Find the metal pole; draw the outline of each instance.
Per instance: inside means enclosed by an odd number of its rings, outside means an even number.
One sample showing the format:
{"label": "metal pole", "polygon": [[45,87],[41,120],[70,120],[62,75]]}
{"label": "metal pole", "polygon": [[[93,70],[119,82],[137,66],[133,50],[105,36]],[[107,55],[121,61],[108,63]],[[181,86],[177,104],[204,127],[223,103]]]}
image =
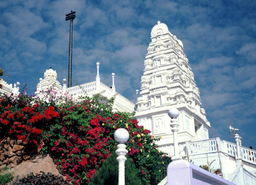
======
-- Goal --
Switch every "instance" in the rows above to "object" and write the rows out again with nothing else changed. Leave the pictures out.

-- Output of the task --
Find the metal pole; draw the outline of each object.
Per object: inside means enclosed by an odd number of its rings, outside means an even number.
One sample showing the format:
{"label": "metal pole", "polygon": [[45,87],[41,120],[70,120],[62,75]]}
{"label": "metal pole", "polygon": [[[93,70],[119,82],[137,66],[133,50],[105,36]],[[107,55],[121,61],[108,63]],[[181,86],[177,104],[204,127],[223,103]]]}
image =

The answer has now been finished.